- [STATED PROBLEM] Please rewrite the entries below, replacing "stainless steel" with "brushed metal" and keeping everything else unchanged.

-- START OF RECORDS FOR PROCESSING --

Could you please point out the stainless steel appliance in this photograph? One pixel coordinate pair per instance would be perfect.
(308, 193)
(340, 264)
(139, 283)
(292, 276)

-- END OF RECORDS FOR PROCESSING --

- [EXERCISE RESPONSE]
Could you please point out the brushed metal appliance in this photograph? One pixel coordinate pair per instance would be perfect.
(308, 193)
(340, 264)
(139, 283)
(292, 276)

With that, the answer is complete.